§ **Exercise requirements**: Copy only the records from the line containing "Where can the green palm" through the line containing "pixel 94 581", keeping every line and shifting each x and y coordinate in the pixel lines by adding 73.
§
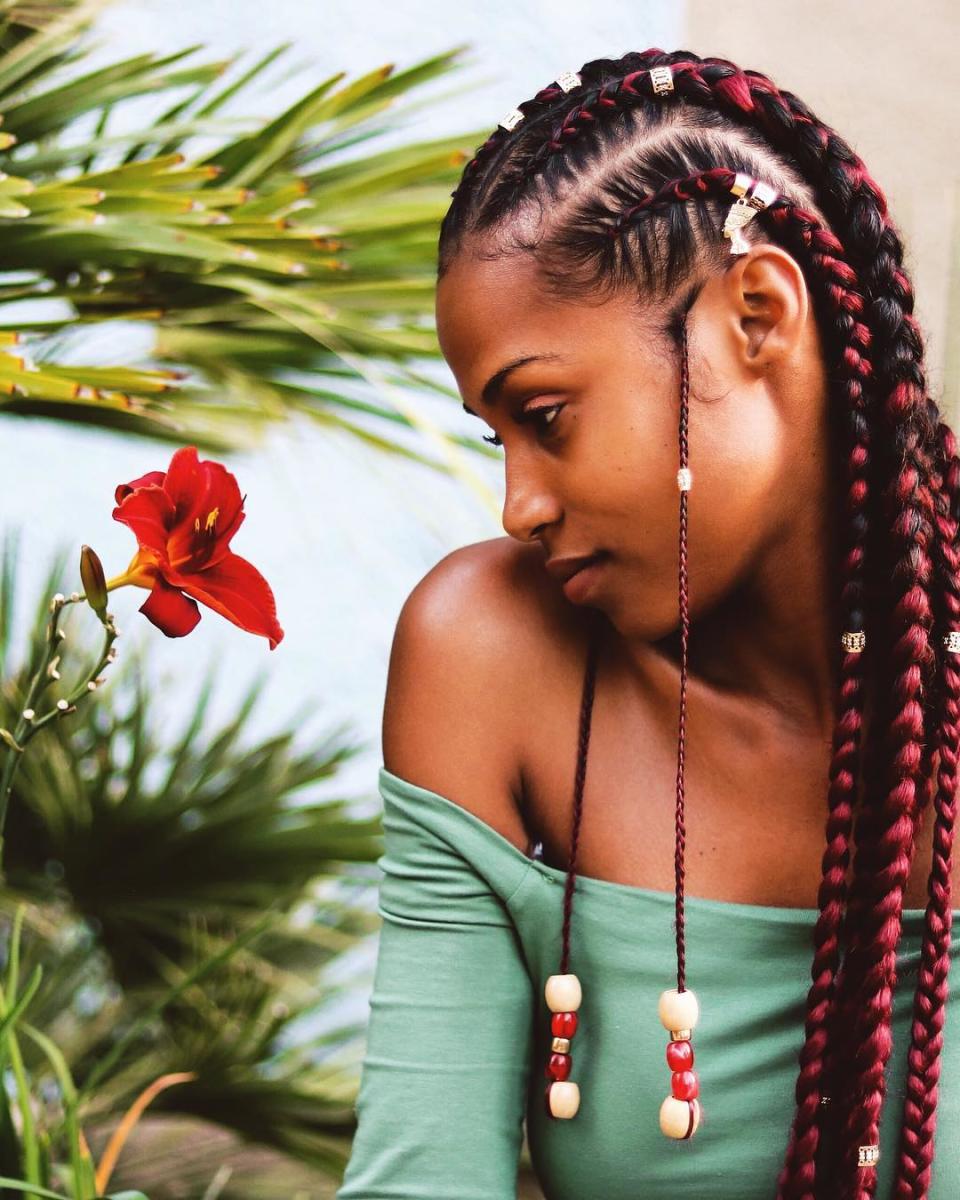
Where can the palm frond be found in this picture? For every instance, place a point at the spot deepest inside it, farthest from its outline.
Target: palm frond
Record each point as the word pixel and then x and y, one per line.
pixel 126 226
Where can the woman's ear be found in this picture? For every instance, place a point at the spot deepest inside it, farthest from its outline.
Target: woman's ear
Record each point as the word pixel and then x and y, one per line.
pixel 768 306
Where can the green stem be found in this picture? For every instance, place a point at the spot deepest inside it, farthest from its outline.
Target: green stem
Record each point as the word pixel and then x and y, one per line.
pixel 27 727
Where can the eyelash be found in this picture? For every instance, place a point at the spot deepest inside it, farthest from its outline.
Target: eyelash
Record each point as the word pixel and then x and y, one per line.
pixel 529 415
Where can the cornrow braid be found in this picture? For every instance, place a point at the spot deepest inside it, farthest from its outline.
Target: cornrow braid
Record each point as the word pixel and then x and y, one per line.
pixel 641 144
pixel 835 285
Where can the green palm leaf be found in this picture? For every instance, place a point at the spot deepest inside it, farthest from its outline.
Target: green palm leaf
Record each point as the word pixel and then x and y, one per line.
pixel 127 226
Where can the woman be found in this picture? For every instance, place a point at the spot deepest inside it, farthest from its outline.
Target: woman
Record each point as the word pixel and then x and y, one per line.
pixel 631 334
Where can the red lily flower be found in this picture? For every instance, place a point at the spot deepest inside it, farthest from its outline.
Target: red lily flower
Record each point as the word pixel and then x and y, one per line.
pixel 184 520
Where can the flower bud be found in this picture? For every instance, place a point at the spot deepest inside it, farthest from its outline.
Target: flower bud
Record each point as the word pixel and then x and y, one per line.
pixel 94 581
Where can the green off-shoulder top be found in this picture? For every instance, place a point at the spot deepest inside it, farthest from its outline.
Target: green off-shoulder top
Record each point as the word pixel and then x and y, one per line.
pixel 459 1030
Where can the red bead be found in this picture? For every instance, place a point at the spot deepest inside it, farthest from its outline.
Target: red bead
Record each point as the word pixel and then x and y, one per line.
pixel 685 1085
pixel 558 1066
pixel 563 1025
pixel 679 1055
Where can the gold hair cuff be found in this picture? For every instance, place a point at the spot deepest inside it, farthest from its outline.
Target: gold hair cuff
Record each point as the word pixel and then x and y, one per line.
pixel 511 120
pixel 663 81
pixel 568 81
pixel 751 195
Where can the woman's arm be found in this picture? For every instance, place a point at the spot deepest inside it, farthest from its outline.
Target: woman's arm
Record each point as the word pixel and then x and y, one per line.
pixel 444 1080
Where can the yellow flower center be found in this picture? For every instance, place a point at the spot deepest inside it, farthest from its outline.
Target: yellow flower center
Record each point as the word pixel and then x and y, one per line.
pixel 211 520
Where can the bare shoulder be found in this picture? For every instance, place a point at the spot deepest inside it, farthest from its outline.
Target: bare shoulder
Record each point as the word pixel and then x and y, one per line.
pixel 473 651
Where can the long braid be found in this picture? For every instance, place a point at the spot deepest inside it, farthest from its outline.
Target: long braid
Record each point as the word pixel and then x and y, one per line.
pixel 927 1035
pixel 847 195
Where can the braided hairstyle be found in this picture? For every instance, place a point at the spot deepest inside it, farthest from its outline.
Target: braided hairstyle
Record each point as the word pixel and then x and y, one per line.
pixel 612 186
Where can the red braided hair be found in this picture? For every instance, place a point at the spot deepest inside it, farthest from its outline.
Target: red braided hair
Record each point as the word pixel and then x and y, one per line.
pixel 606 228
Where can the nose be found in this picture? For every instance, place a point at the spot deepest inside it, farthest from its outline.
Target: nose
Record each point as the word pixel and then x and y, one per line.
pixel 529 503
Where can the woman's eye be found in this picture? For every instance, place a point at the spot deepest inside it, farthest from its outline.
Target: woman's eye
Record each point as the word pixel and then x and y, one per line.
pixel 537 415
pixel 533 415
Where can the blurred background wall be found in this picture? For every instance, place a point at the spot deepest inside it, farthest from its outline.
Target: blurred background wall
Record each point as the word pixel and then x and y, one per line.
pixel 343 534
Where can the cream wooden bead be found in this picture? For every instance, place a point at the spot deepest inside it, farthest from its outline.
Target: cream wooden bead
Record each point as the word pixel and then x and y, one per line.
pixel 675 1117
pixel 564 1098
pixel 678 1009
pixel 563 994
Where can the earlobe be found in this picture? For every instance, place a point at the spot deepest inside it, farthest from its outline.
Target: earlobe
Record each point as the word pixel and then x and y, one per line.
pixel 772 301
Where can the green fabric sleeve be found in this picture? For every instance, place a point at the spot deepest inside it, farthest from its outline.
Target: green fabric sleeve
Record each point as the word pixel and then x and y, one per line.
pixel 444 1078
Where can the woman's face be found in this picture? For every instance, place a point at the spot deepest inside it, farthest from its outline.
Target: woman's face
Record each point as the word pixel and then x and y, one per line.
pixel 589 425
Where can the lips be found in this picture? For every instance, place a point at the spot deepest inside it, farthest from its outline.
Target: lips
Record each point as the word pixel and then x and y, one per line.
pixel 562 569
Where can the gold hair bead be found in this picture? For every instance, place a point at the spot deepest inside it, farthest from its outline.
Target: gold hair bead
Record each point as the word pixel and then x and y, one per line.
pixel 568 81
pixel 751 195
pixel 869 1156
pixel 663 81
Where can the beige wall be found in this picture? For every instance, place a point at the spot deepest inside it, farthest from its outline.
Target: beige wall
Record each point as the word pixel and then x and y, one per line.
§
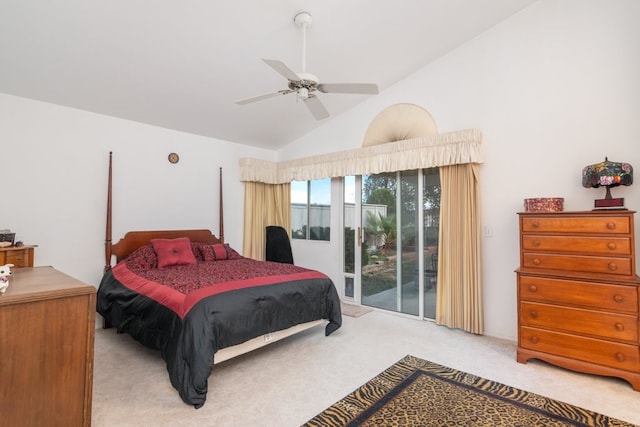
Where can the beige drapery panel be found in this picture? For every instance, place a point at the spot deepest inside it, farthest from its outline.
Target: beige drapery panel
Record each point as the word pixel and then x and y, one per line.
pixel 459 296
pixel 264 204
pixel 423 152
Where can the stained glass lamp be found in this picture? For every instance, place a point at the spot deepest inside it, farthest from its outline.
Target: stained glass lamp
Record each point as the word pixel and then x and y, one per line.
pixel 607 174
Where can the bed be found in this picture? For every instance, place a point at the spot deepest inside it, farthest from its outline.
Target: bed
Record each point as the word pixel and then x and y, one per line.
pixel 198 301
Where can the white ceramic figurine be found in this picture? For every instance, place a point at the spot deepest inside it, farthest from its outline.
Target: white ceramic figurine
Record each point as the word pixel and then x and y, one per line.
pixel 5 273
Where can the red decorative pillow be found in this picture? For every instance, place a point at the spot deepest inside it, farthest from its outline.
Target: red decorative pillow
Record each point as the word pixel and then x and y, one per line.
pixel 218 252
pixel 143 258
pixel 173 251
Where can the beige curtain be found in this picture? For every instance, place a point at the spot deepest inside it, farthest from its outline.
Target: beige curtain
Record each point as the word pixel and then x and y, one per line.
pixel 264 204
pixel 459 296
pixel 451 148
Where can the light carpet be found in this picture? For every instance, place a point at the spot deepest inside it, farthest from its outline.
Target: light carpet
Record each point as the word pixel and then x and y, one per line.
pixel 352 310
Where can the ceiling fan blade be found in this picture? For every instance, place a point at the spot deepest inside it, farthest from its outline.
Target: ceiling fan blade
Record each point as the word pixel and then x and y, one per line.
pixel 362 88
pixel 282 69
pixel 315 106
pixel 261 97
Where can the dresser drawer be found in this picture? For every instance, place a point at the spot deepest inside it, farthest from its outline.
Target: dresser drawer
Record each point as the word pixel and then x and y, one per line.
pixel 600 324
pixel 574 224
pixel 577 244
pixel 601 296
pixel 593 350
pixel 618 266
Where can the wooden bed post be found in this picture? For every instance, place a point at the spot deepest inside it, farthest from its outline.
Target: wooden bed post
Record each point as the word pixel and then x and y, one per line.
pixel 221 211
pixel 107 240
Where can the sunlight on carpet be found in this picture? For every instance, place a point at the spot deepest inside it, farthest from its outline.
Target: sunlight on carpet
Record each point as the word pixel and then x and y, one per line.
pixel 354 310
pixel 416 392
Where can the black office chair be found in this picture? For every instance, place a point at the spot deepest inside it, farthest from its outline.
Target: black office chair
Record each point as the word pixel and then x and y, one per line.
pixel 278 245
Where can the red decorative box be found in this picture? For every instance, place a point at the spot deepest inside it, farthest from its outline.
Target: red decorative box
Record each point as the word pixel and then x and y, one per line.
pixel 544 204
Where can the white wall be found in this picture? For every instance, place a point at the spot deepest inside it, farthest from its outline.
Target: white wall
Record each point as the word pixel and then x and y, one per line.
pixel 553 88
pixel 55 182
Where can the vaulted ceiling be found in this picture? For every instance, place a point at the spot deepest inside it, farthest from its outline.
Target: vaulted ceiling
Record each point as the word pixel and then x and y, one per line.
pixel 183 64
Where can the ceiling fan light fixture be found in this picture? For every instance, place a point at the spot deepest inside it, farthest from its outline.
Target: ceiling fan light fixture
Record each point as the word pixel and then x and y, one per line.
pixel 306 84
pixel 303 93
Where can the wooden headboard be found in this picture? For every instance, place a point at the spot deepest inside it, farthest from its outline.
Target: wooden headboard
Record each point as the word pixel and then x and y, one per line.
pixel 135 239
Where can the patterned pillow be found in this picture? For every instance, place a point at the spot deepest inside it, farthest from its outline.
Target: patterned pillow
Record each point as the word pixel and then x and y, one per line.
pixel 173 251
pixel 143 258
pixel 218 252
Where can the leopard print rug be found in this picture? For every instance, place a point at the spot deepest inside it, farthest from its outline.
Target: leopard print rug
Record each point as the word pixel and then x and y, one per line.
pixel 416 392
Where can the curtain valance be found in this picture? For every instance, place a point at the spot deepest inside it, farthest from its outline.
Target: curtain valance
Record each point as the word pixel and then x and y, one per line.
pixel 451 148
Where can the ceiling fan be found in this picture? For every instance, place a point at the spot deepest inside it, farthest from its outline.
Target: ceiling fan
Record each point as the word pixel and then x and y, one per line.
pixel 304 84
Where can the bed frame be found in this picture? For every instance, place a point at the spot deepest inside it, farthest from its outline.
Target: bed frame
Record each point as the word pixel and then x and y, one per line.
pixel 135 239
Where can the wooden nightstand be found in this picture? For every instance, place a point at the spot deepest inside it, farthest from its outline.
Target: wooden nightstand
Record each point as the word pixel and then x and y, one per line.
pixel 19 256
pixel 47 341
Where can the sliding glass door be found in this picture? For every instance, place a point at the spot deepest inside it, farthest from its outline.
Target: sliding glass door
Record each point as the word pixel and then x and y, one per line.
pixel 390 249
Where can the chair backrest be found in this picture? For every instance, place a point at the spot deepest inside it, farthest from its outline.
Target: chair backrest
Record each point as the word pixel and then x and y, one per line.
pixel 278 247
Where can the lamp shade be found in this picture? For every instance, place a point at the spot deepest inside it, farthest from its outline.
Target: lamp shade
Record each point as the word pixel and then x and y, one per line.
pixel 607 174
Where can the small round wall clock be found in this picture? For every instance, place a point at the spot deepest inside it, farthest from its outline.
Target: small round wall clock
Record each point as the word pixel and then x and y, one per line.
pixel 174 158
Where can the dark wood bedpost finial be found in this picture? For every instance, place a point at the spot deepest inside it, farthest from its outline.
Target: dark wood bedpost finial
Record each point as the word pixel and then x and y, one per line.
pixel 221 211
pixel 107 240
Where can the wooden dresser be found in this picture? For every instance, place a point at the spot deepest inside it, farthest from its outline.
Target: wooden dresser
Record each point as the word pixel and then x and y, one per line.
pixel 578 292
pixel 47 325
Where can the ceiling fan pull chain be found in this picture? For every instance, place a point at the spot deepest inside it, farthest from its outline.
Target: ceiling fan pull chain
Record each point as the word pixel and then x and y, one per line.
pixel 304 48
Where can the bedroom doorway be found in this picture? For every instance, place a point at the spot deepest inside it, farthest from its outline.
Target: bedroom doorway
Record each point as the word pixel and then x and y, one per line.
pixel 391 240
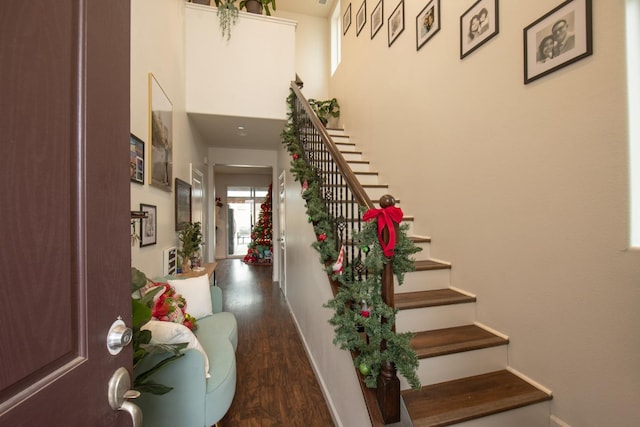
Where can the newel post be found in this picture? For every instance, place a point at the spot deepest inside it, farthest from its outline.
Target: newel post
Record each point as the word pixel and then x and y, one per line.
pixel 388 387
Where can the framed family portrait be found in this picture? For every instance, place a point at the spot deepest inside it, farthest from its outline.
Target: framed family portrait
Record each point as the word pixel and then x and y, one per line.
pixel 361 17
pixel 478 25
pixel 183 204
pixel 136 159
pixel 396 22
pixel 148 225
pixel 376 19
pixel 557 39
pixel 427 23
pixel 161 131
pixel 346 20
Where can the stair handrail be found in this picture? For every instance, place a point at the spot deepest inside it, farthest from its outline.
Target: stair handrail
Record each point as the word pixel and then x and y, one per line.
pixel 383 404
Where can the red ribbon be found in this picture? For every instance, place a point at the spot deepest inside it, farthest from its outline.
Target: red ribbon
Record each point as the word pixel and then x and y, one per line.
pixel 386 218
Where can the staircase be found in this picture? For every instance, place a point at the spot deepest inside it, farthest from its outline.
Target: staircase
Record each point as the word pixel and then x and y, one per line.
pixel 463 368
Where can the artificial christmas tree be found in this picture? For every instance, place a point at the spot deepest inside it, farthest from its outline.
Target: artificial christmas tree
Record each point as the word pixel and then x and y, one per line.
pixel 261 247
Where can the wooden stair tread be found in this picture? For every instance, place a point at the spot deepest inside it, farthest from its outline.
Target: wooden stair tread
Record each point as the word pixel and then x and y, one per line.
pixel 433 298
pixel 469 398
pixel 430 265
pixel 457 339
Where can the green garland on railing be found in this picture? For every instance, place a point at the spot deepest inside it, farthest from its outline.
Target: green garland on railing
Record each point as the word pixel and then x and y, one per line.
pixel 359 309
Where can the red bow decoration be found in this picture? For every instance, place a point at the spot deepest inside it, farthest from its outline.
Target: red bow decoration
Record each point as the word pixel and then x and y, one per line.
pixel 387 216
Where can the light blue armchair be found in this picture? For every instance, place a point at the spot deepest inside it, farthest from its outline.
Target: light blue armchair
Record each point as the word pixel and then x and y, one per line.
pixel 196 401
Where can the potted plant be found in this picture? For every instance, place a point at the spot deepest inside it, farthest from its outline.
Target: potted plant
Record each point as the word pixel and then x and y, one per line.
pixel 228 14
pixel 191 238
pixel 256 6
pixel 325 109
§
§ **Response to this exercise**:
Where can the green palm leaf be found in this picture? For every instance, place a point at the spot deepest inside it, farthest from its outline.
Target: green palm leaf
Record each point as the word pixel and then x and y, one per line.
pixel 200 299
Where can the woman be found in this picture? For every instance, place a point at the spot deepest inside it, farthest from its outline.
Target: woman
Record each point as the word pixel and then x and y, one per line.
pixel 704 407
Where can the red lily flower be found in this picture? For every instance, place a point at the spot deepest inside it, farthest from its outline.
Target: red lily flower
Record each point as the word pixel and then x and y, one per line.
pixel 257 593
Where can the flower bud be found in this picture? For every instance, place a point at the spot deepest inside it, farthest from its outline.
Target: flower bud
Record each point as the word pixel and then x and y, one per line.
pixel 167 654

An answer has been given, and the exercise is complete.